Who watches the watchers? It really ain’t that simple…

There is an article in The Guardian by Paddy Ashdown that falls at the first fence… i.e the tagline at the very top…

NSA surveillance: who watches the watchers? It’s not the widening of state intrusion that’s wrong, but the weakening of the safeguards that should be there to protect us

No that is the key error. It is not the lack of safeguard that is the issue, it is the huge amount of power in the hands of the state. It is indeed the widening of state intrusion that is wrong because there are simply no ‘safeguards’ that can stop the abuse of that amount of power by whoever currently controls the political process.

As has been said before, this is not a “left vs. right” issue, it is a “top vs. bottom” issue. NO ONE and NO INSTITUTION can be trusted with that kind of power. Ashdown is one of the people at the top, there is simply no way for him to understand.

19 comments to Who watches the watchers? It really ain’t that simple…

  • Paul Marks

    Good post.

  • Edward Smith

    This is off topic, but I am curious … when I look at my History tab, visits to Samizdata don’t show up. What is Samizdata doing that other sites are not?

    (Editor: It shows up for me using Firefox or Chrome just fine, Edward)

  • James Waterton

    And it seems contradictory. Obviously “safeguards” will need to be wound back if widening of state intrusion is going to be effective.

  • James Waterton

    And the “if you’ve done nothing wrong, you’ve got nothing to fear” argument is rearing its ugly head again. Yeah, tell that to the shareholders and deposit holders of the perfectly solvent Icelandic bank driven to collapse because Gordon Brown disgracefully confiscated its assets by activating the anti-terror laws. Why? Because another Icelandic bank had gone under and Brown wanted to compensate the British depositors with someone’s – anyone’s – money.

  • Lee Moore

    I’m afraid I didn’t even get to the first fence, I refused. As soon as Perry mentioned Paddy Ashdown. Difficult to imagine a more relentlessly self important prat.

  • Tedd

    Edward, Samizdata was probably expunged from your history log by the NSA.

    Paddy Ashdown looks like he could be the killer on an episode of Midsomer Murders. He doesn’t happen to drive a German car, does he? I watch enough British TV to know that bad guys over there drive German cars.

  • Mr Ed

    If you’ve done nothing wrong…., no one has any business knowing what you are doing.

  • Note Paddy Ashdown fails to declare an interest here – he is a former MI6 officer.

  • Nick (nice-guy) Gray

    In physics, observation is all-important. If nothing is observed, does it exist?
    Therefore, Government is fullfilling its’ prime mission of ensuring your existence, as well as your survival! You should be thanking the NSA and all the spy agencies, or you wouldn’t exist!

Records provided:

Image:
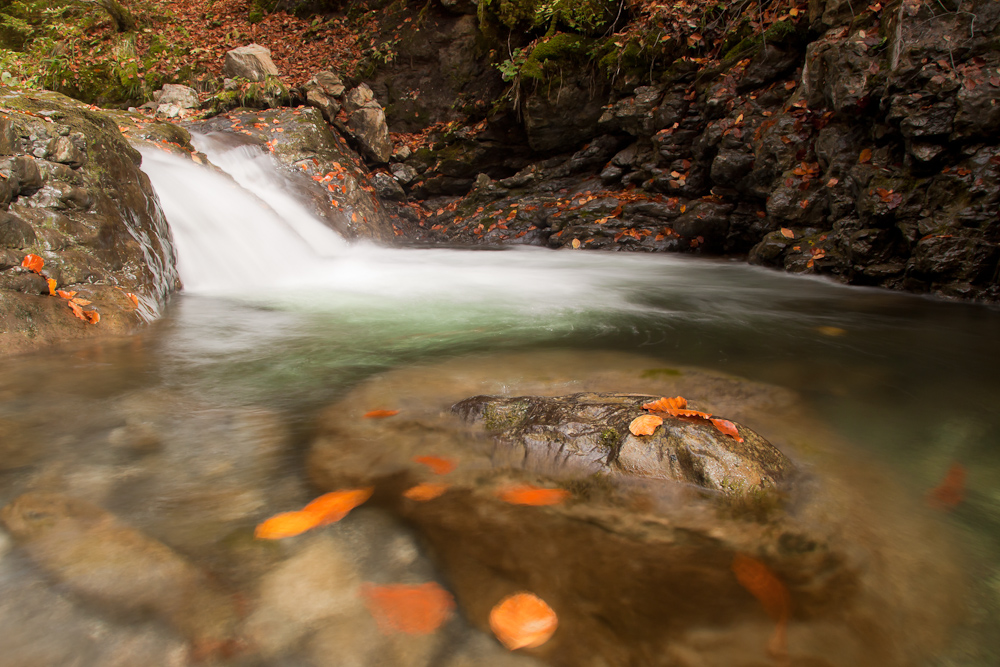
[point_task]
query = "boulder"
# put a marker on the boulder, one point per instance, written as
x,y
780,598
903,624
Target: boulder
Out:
x,y
252,62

What is expected: Translate this sentence from the post about NSA surveillance into French: "NO ONE and NO INSTITUTION can be trusted with that kind of power." Draw only on the post about NSA surveillance.

Exercise output: PERSONNE et AUCUNE INSTITUTION ne peuvent se voir confier ce genre de pouvoir.